**Trecho selecionado**
============
Trecho da entrevista no Mamas, Minas e Manas, em 2024. (Foto: Reprodução/YouTube)

 

Por Mateus Paegle

Na luta contra as diversas formas de discriminação racial, não há duvidas de que educação desempenha um papel de base fundamental, sendo o meio de levar a população o esclarecimento necessário para questionar e contestar estruturas que permitem a reprodução deste tipo de preconceito. É pensando sobre a necessidade da educação antirracista na construção de uma sociedade mais justa e igualitária, que o #TBT101 desta semana relembra o episódio do programa Mamas, Minas e Manas, em que Janaína Serra conversou sobre os desafios da educação na luta contra o racismo com as professoras Amanda Cruz, Dayse Cabral de Moura e Maria Emília Vasconcelos.

Formada em Letras e Artes Visuais pela UFPE, Amanda Cruz foi entrevistada como Auxiliar de Desenvolvimento Infantil na rede municipal de ensino da Prefeitura do Recife. Dayse Cabral de Moura possui Mestrado, Doutorado e Pós Doutorado em Educação, sendo uma das entrevistadas como Professora do Centro de Educação da UFPE e membro da gestão do Núcleo de Estudos Afro-Brasileiros da UFPE. Já Maria Emília Vasconcelos é historiadora e participou do Mama, Minas e Manas como professora de Cultura Afro-Brasileira na UFRPE. A edição do programa Mamas, Minas e Manas que contou com estas três convidadas foi ao ar no dia 22 de outubro de 2024.

Confira alguns trechos:

Janaína: Não é recente a gente ouvir que a educação transforma, então eu queria que vocês falassem um pouco sobre os desafios de aplicar práticas que podem ser transformadoras por pessoas que estão em processo de desconstrução. Porque isso que a gente está falando, né? Luta decolonial, antirracista, isso é relativamente novo e que está ali no chão, que está dando aula, quem está nas universidades já precisa se desconstruir. Então eu queria que vocês falasse sobre isso, sobre esses desafios de a gente aplicar práticas que podem ser transformadoras, antirracistas e decoloniais por pessoas que estão em processo de desconstrução. Para isso a gente precisa explicar o que seria uma educação antirracista e decolonial. Queria que vocês falassem um pouco sobre essas questões que coloquei aqui.
============
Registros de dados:
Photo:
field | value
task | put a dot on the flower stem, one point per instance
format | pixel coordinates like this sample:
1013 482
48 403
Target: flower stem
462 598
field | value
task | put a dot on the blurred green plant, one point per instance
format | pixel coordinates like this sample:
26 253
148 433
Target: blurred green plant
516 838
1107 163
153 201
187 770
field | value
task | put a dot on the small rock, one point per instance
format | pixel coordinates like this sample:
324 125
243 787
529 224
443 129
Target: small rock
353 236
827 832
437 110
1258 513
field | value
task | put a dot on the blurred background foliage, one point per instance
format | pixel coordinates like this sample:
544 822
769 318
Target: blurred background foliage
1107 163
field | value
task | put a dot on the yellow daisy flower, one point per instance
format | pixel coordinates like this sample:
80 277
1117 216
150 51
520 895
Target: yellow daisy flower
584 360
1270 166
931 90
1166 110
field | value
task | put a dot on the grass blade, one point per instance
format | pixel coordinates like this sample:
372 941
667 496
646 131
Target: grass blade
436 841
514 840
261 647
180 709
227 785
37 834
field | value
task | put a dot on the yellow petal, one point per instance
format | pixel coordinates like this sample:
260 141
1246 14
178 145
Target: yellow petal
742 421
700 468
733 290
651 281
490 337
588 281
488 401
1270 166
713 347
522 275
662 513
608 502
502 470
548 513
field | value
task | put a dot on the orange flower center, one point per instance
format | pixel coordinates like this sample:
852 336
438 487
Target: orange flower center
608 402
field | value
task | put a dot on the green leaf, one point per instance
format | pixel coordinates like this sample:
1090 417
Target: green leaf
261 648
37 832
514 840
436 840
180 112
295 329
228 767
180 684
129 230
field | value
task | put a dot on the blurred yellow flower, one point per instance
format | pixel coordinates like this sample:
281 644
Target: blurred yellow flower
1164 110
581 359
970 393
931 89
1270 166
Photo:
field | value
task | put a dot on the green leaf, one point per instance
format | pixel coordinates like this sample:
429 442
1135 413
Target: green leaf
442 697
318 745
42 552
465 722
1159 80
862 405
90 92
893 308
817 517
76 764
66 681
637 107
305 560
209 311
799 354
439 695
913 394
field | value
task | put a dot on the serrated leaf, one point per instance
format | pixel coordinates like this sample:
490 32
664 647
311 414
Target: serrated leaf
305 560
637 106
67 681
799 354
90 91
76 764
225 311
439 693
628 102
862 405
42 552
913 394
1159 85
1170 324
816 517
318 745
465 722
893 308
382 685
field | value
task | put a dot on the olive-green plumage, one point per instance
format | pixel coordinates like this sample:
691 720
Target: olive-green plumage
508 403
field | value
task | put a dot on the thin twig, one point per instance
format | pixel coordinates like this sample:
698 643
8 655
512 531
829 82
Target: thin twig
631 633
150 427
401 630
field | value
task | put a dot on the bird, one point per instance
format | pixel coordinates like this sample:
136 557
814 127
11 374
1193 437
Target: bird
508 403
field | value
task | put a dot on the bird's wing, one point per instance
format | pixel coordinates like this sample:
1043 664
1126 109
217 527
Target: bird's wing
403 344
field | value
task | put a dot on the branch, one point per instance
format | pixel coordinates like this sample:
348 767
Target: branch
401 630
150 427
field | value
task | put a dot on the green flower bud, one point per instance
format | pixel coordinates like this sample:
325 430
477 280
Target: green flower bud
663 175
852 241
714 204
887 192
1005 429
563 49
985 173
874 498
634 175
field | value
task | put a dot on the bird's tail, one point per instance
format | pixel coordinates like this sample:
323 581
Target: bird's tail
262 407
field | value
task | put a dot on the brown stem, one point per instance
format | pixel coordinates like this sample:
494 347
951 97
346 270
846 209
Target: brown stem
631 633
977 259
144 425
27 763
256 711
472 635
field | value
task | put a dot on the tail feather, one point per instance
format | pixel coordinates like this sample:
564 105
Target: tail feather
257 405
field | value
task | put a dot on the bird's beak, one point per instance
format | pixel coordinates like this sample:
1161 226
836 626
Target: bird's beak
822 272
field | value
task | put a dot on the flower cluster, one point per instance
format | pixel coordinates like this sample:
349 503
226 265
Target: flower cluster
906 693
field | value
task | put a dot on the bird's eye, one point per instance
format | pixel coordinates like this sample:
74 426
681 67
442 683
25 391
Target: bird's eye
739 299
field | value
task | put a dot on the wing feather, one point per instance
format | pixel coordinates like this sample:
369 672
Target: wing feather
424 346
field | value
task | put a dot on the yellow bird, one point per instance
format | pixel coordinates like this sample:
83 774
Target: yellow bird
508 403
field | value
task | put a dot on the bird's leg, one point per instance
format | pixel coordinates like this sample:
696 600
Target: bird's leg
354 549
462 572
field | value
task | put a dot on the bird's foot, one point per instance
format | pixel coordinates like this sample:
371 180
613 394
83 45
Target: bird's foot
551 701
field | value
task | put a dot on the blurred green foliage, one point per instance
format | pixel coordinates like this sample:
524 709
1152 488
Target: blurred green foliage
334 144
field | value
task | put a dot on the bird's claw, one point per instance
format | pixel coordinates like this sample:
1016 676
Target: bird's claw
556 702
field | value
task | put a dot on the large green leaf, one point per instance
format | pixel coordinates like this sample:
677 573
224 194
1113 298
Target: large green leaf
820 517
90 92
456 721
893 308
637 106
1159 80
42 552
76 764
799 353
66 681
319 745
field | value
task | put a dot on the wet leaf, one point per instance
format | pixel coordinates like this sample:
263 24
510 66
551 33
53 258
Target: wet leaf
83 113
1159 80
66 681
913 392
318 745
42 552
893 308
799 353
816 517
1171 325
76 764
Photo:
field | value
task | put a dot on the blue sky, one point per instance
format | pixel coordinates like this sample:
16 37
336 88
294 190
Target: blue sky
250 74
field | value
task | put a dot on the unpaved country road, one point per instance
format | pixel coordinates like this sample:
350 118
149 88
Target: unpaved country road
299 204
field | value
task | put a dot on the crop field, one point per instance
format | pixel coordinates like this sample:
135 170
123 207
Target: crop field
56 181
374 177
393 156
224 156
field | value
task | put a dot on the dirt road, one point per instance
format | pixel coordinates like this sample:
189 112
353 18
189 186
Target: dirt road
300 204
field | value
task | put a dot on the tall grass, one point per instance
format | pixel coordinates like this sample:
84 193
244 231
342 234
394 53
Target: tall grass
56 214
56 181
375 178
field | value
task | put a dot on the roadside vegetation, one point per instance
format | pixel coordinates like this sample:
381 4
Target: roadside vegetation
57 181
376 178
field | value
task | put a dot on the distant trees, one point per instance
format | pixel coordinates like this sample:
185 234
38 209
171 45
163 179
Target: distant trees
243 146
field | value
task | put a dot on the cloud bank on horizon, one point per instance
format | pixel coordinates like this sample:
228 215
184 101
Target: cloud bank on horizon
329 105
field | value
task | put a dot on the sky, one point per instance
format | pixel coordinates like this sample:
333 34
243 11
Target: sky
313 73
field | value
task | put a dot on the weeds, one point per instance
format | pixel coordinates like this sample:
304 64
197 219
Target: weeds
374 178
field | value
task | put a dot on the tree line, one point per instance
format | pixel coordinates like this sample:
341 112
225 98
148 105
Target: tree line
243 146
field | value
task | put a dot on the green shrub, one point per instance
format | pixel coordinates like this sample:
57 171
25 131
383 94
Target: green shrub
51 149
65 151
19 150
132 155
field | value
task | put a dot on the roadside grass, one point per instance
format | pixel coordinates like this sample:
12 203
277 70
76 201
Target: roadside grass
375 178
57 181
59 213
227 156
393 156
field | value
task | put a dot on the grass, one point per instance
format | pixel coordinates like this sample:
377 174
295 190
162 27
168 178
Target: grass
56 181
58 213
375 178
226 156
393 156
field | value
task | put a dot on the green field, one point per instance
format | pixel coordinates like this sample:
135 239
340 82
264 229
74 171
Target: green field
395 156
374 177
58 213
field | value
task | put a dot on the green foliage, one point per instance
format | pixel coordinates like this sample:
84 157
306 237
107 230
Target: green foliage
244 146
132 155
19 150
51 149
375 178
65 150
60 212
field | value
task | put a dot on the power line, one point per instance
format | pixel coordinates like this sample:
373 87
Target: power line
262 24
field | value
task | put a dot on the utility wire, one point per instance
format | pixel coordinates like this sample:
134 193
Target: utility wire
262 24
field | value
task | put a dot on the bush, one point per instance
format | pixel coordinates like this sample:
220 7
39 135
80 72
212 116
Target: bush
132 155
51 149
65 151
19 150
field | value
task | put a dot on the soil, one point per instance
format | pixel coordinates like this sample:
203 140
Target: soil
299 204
============
**Tarefa A**
Reproduza fielmente a passagem do texto sobre educação antirracista entre "Janaína: Não é" e "que coloquei aqui.", inclusive.
**Tarefa B**
Por favor, informe em que data foi ao ar a edição do Mamas, Minas e Manas com as três professoras, de acordo com o texto sobre educação antirracista.
**Tarefa C**
Dê seguimento ao texto sobre educação antirracista a partir da última frase apresentada.

**Resposta do exercício A**
Janaína: Não é recente a gente ouvir que a educação transforma, então eu queria que vocês falassem um pouco sobre os desafios de aplicar práticas que podem ser transformadoras por pessoas que estão em processo de desconstrução. Porque isso que a gente está falando, né? Luta decolonial, antirracista, isso é relativamente novo e que está ali no chão, que está dando aula, quem está nas universidades já precisa se desconstruir. Então eu queria que vocês falasse sobre isso, sobre esses desafios de a gente aplicar práticas que podem ser transformadoras, antirracistas e decoloniais por pessoas que estão em processo de desconstrução. Para isso a gente precisa explicar o que seria uma educação antirracista e decolonial. Queria que vocês falassem um pouco sobre essas questões que coloquei aqui.

**Resposta do exercício B**
Em 22 de outubro de 2024.

**Resposta do exercício C**
Maria Emília: Vou começar falando que quando estou aqui pensando em educação, principalmente por já ser tia há bastante tempo e ser mãe, com um filho de 1 ano e 5 meses, quando estou pensando em educação eu estou pensando na educação escolar, mas naquela educação voltada para a forma como a gente lida uns com os outros, inclusive no nosso ambiente doméstico. Então para mim isso tem se colocado como uma questão muito presente, principalmente por ser negra e por ser mãe de uma criança negra, então isso tem me tocado mais ainda. Ainda que a disciplina que eu ministro na universidade para formação de professores seja uma disciplina que é resultado de uma luta política de bastante tempo do movimento negro, ela só existe a partir de 2003, quer dizer, ela passou existir como uma disciplina que era optativa e depois se tornou parte da grade, com a promulgação da lei 10.639, que instituiu que é preciso ter uma disciplina de história e cultura afro brasileira em todos os níveis de ensino na rede pública ou privada. Então a discussão sobre educação antirracista ele já está presente na minha disciplina.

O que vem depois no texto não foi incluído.